- **SOURCE RECORDS**
══════

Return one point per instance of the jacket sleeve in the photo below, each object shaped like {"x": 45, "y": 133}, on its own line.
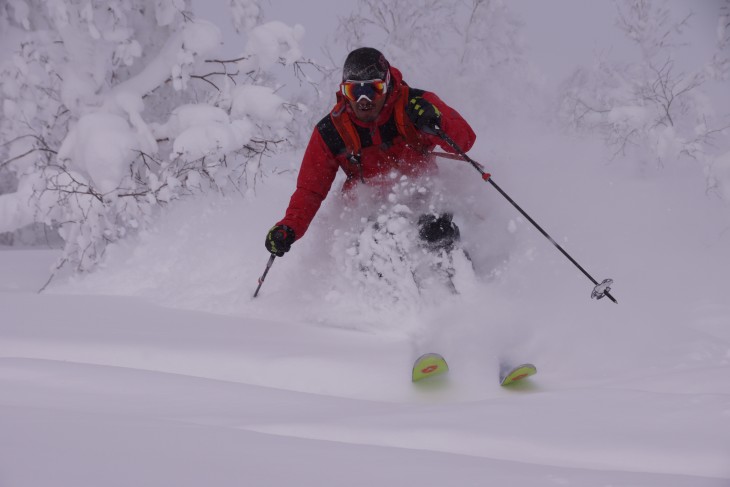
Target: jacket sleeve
{"x": 316, "y": 175}
{"x": 453, "y": 124}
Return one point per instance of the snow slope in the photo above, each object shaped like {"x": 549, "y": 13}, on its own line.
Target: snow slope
{"x": 160, "y": 369}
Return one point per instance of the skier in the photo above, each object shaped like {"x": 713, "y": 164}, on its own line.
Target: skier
{"x": 379, "y": 125}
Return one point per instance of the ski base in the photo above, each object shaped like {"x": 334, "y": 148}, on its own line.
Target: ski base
{"x": 429, "y": 365}
{"x": 509, "y": 375}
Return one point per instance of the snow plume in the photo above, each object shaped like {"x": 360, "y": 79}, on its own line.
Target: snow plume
{"x": 375, "y": 252}
{"x": 651, "y": 110}
{"x": 113, "y": 110}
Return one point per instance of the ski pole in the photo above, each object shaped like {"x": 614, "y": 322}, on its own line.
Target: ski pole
{"x": 263, "y": 276}
{"x": 600, "y": 290}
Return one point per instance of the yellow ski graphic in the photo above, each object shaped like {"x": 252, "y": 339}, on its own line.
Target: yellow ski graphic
{"x": 429, "y": 365}
{"x": 510, "y": 375}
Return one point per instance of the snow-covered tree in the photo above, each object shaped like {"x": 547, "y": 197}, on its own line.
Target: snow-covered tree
{"x": 463, "y": 50}
{"x": 650, "y": 108}
{"x": 112, "y": 109}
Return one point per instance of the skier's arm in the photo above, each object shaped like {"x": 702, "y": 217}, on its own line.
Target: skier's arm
{"x": 453, "y": 124}
{"x": 316, "y": 175}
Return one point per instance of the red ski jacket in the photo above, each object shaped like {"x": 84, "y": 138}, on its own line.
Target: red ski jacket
{"x": 383, "y": 149}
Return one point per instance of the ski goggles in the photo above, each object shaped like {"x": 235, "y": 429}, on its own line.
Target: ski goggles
{"x": 371, "y": 89}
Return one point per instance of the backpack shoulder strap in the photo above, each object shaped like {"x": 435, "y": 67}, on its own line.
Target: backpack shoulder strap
{"x": 403, "y": 123}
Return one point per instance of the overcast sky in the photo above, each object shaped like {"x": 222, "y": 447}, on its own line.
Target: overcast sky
{"x": 560, "y": 34}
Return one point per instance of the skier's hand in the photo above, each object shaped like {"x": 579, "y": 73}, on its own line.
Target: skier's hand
{"x": 425, "y": 116}
{"x": 279, "y": 240}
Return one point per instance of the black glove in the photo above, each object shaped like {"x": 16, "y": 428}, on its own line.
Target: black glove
{"x": 425, "y": 116}
{"x": 279, "y": 240}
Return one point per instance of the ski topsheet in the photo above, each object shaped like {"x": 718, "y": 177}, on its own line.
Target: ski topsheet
{"x": 433, "y": 364}
{"x": 509, "y": 374}
{"x": 429, "y": 365}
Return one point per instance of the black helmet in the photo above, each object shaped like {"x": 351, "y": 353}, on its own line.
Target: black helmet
{"x": 365, "y": 63}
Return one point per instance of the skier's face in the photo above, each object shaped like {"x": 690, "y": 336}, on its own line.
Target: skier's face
{"x": 366, "y": 110}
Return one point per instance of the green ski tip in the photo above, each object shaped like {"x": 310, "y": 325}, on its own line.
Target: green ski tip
{"x": 429, "y": 365}
{"x": 509, "y": 375}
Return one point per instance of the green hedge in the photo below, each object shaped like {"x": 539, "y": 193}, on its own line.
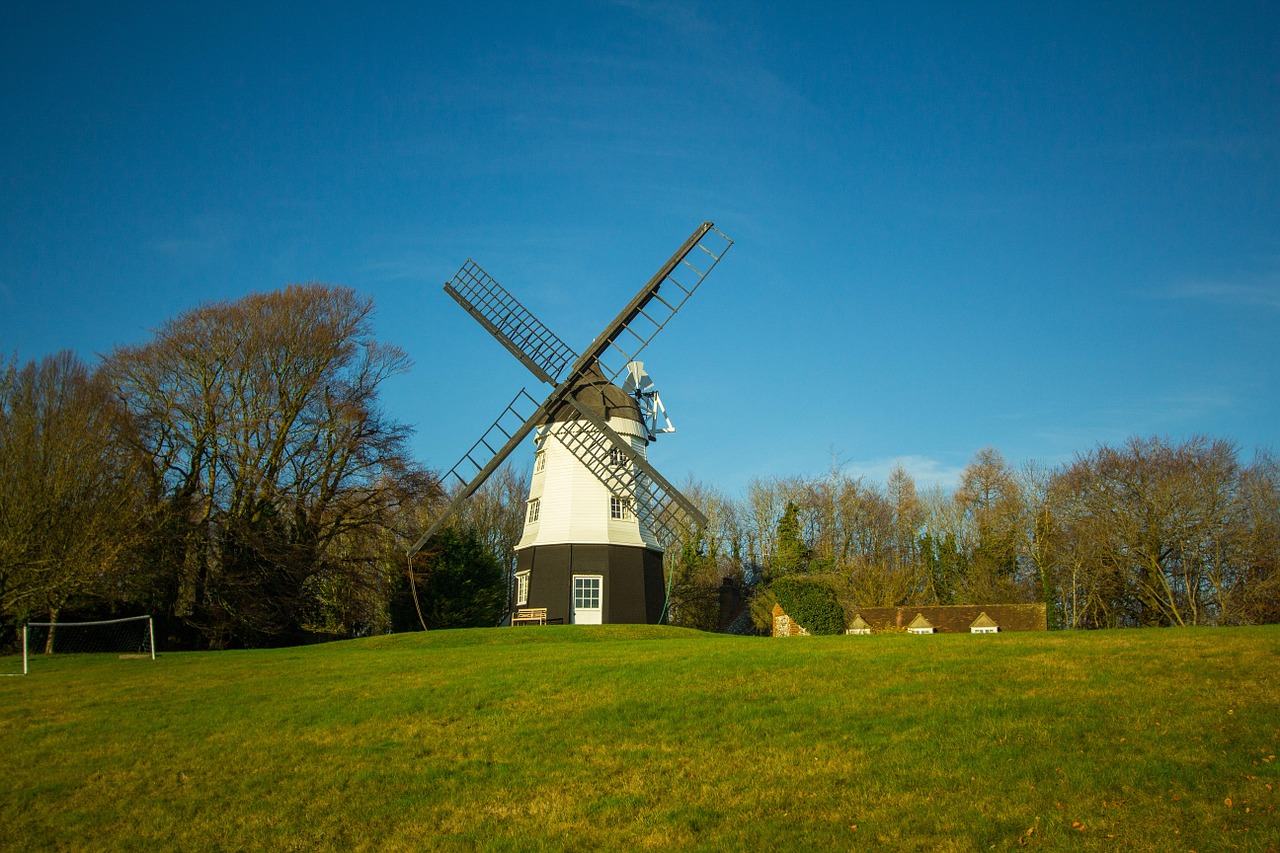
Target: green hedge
{"x": 812, "y": 605}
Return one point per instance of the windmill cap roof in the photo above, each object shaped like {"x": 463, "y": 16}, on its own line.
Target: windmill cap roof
{"x": 600, "y": 396}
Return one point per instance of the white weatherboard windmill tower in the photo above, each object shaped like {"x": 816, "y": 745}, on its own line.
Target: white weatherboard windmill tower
{"x": 599, "y": 515}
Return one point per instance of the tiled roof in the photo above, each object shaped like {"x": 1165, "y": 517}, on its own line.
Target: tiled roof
{"x": 919, "y": 621}
{"x": 956, "y": 619}
{"x": 983, "y": 621}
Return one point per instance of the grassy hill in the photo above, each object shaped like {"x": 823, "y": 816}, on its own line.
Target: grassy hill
{"x": 654, "y": 738}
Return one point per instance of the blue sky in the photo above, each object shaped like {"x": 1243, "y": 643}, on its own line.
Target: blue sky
{"x": 1036, "y": 227}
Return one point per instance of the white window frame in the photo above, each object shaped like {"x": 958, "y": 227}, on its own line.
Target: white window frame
{"x": 620, "y": 509}
{"x": 595, "y": 582}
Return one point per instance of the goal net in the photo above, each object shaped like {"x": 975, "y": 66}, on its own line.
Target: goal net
{"x": 128, "y": 638}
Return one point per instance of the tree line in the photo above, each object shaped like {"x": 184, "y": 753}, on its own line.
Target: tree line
{"x": 237, "y": 478}
{"x": 1148, "y": 533}
{"x": 234, "y": 477}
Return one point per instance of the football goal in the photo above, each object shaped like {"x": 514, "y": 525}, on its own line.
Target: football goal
{"x": 132, "y": 637}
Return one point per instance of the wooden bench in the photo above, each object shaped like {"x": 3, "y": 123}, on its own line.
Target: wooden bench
{"x": 529, "y": 616}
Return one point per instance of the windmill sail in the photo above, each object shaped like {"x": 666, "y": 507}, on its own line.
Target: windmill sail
{"x": 661, "y": 506}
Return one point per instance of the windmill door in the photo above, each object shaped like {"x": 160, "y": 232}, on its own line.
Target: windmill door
{"x": 586, "y": 600}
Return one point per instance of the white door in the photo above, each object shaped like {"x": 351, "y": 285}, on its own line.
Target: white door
{"x": 586, "y": 600}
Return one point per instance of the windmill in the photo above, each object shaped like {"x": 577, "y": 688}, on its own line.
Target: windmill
{"x": 599, "y": 515}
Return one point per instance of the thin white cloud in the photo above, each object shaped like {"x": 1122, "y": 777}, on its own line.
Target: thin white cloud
{"x": 924, "y": 470}
{"x": 1249, "y": 292}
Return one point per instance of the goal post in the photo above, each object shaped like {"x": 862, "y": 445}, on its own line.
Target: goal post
{"x": 132, "y": 637}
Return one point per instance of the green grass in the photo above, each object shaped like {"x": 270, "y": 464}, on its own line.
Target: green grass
{"x": 654, "y": 738}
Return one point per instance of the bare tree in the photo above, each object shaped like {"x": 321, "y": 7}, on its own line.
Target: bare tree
{"x": 69, "y": 493}
{"x": 269, "y": 455}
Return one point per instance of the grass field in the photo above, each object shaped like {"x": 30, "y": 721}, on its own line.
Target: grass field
{"x": 654, "y": 738}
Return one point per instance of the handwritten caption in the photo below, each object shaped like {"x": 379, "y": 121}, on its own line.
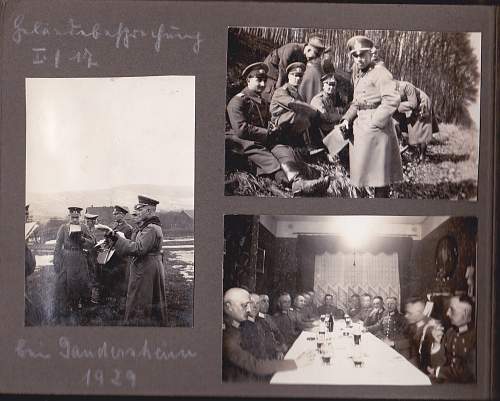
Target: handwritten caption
{"x": 121, "y": 36}
{"x": 105, "y": 351}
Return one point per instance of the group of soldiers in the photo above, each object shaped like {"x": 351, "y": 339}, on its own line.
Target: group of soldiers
{"x": 255, "y": 342}
{"x": 290, "y": 111}
{"x": 111, "y": 275}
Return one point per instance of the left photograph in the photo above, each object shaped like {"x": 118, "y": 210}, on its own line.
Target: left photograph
{"x": 109, "y": 223}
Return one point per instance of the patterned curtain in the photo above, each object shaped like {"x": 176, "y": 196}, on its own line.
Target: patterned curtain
{"x": 344, "y": 274}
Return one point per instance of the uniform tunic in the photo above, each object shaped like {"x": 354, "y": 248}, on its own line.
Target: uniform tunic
{"x": 415, "y": 113}
{"x": 311, "y": 82}
{"x": 277, "y": 61}
{"x": 146, "y": 295}
{"x": 374, "y": 150}
{"x": 288, "y": 326}
{"x": 240, "y": 365}
{"x": 248, "y": 114}
{"x": 72, "y": 269}
{"x": 456, "y": 358}
{"x": 292, "y": 114}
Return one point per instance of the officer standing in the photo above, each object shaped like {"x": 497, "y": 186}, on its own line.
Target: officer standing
{"x": 72, "y": 290}
{"x": 146, "y": 296}
{"x": 374, "y": 155}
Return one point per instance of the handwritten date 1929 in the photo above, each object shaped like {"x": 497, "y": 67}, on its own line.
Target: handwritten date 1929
{"x": 115, "y": 377}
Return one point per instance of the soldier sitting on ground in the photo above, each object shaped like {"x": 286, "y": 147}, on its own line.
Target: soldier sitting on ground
{"x": 249, "y": 115}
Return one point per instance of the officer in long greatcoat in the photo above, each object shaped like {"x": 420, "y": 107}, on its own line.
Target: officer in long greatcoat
{"x": 453, "y": 356}
{"x": 115, "y": 273}
{"x": 146, "y": 296}
{"x": 72, "y": 290}
{"x": 279, "y": 59}
{"x": 374, "y": 155}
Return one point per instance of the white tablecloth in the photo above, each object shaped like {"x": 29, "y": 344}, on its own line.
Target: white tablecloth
{"x": 382, "y": 365}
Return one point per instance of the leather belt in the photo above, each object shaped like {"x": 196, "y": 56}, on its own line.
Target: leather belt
{"x": 367, "y": 106}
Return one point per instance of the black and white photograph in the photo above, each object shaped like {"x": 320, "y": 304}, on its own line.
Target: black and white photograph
{"x": 352, "y": 113}
{"x": 110, "y": 201}
{"x": 350, "y": 300}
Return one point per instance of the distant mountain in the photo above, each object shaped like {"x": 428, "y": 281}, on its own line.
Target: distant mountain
{"x": 47, "y": 205}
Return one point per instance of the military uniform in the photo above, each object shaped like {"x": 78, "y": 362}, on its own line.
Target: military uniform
{"x": 374, "y": 150}
{"x": 240, "y": 365}
{"x": 392, "y": 325}
{"x": 311, "y": 82}
{"x": 456, "y": 358}
{"x": 248, "y": 114}
{"x": 292, "y": 115}
{"x": 278, "y": 61}
{"x": 146, "y": 295}
{"x": 415, "y": 114}
{"x": 330, "y": 111}
{"x": 71, "y": 265}
{"x": 373, "y": 318}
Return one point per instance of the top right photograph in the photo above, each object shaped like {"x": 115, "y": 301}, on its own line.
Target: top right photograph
{"x": 315, "y": 112}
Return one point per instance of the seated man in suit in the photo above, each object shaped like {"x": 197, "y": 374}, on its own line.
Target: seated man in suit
{"x": 330, "y": 307}
{"x": 241, "y": 365}
{"x": 286, "y": 319}
{"x": 453, "y": 355}
{"x": 299, "y": 310}
{"x": 417, "y": 341}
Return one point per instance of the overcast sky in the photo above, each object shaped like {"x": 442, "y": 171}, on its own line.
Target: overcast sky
{"x": 475, "y": 40}
{"x": 94, "y": 133}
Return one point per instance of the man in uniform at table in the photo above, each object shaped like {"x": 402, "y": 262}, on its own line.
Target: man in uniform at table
{"x": 241, "y": 365}
{"x": 330, "y": 307}
{"x": 453, "y": 356}
{"x": 279, "y": 60}
{"x": 116, "y": 272}
{"x": 146, "y": 296}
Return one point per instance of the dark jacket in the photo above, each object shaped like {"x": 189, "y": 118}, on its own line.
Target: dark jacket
{"x": 146, "y": 295}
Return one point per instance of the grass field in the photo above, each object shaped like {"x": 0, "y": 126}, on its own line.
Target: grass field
{"x": 448, "y": 172}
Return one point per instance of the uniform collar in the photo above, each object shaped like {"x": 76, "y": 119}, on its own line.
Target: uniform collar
{"x": 252, "y": 94}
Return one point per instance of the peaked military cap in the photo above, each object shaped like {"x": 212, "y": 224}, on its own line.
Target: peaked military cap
{"x": 317, "y": 42}
{"x": 121, "y": 209}
{"x": 258, "y": 70}
{"x": 144, "y": 200}
{"x": 359, "y": 43}
{"x": 296, "y": 67}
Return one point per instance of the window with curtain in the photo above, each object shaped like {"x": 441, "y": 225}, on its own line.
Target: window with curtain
{"x": 344, "y": 274}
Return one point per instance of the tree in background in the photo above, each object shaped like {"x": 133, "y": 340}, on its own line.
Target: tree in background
{"x": 442, "y": 64}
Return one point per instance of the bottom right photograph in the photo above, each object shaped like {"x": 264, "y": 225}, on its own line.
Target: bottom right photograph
{"x": 349, "y": 300}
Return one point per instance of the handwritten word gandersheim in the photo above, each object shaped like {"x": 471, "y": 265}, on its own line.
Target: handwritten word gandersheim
{"x": 122, "y": 35}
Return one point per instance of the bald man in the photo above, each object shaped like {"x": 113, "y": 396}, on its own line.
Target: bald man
{"x": 416, "y": 346}
{"x": 237, "y": 363}
{"x": 453, "y": 356}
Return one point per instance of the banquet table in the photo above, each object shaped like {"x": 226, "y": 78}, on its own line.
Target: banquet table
{"x": 382, "y": 365}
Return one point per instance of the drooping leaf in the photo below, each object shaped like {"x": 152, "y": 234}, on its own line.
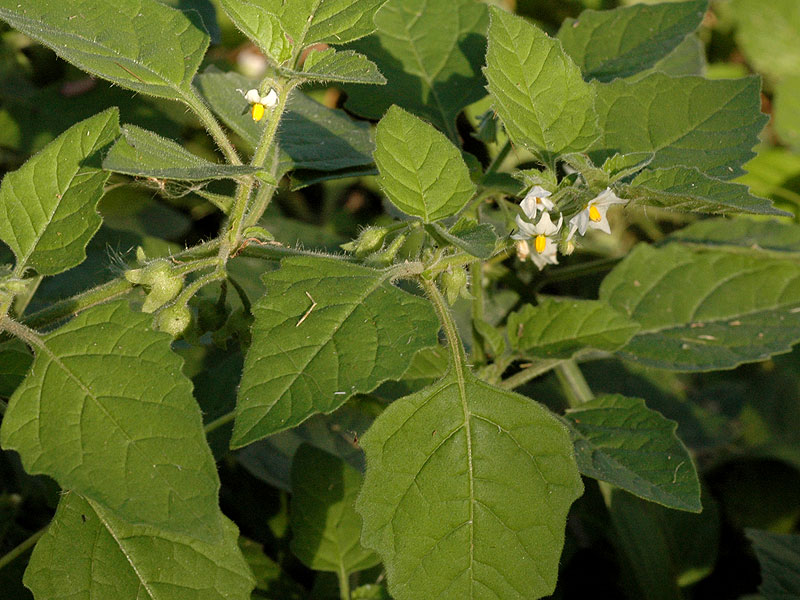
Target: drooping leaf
{"x": 686, "y": 188}
{"x": 619, "y": 440}
{"x": 311, "y": 136}
{"x": 479, "y": 239}
{"x": 705, "y": 311}
{"x": 779, "y": 558}
{"x": 259, "y": 24}
{"x": 325, "y": 526}
{"x": 145, "y": 45}
{"x": 686, "y": 121}
{"x": 341, "y": 65}
{"x": 421, "y": 171}
{"x": 431, "y": 52}
{"x": 106, "y": 412}
{"x": 538, "y": 92}
{"x": 331, "y": 22}
{"x": 142, "y": 153}
{"x": 736, "y": 235}
{"x": 47, "y": 206}
{"x": 15, "y": 360}
{"x": 447, "y": 471}
{"x": 358, "y": 331}
{"x": 559, "y": 329}
{"x": 621, "y": 42}
{"x": 90, "y": 553}
{"x": 766, "y": 33}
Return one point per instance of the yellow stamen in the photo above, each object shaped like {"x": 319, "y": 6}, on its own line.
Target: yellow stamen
{"x": 258, "y": 111}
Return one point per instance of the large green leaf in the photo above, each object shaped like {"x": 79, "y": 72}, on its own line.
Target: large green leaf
{"x": 431, "y": 52}
{"x": 538, "y": 92}
{"x": 106, "y": 412}
{"x": 779, "y": 557}
{"x": 325, "y": 526}
{"x": 705, "y": 311}
{"x": 621, "y": 441}
{"x": 47, "y": 206}
{"x": 686, "y": 188}
{"x": 619, "y": 43}
{"x": 687, "y": 121}
{"x": 341, "y": 65}
{"x": 311, "y": 136}
{"x": 310, "y": 356}
{"x": 142, "y": 45}
{"x": 259, "y": 24}
{"x": 559, "y": 329}
{"x": 767, "y": 34}
{"x": 89, "y": 553}
{"x": 329, "y": 21}
{"x": 421, "y": 171}
{"x": 467, "y": 492}
{"x": 743, "y": 235}
{"x": 142, "y": 153}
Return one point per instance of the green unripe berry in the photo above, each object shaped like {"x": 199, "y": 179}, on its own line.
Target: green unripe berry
{"x": 454, "y": 282}
{"x": 174, "y": 320}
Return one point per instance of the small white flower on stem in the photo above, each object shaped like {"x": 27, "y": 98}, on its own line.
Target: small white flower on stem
{"x": 593, "y": 216}
{"x": 543, "y": 233}
{"x": 535, "y": 200}
{"x": 260, "y": 103}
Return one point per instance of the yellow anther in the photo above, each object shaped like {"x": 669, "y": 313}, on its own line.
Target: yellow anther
{"x": 258, "y": 111}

══════

- **AIM OF THE EXERCISE**
Across the entries above, how many lines include "below"? State only that number.

- **EXPECTED ANSWER**
4